■ Record set
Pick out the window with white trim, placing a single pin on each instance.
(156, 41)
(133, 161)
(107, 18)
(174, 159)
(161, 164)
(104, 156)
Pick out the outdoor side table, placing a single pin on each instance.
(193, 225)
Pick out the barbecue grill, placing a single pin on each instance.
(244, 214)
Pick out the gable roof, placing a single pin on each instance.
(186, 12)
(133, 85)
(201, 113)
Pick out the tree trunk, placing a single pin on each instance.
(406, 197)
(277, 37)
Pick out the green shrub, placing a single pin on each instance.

■ Brief
Every line above needs to be repeated exactly as shown.

■ Exercise answer
Pick out the window with white trim, placing a single pin on each instance.
(156, 41)
(133, 161)
(107, 18)
(174, 159)
(161, 164)
(104, 156)
Pick out the outdoor side table, placing a single pin on each instance.
(193, 225)
Pick out the barbecue grill, placing a single pin on each instance.
(244, 214)
Pick out the gable roof, placing a single pin on each instance.
(186, 12)
(133, 85)
(201, 113)
Pick out the tree trunk, placing a single pin on each instance.
(406, 197)
(277, 37)
Pick out the green shrub, placing a single pin on each instance.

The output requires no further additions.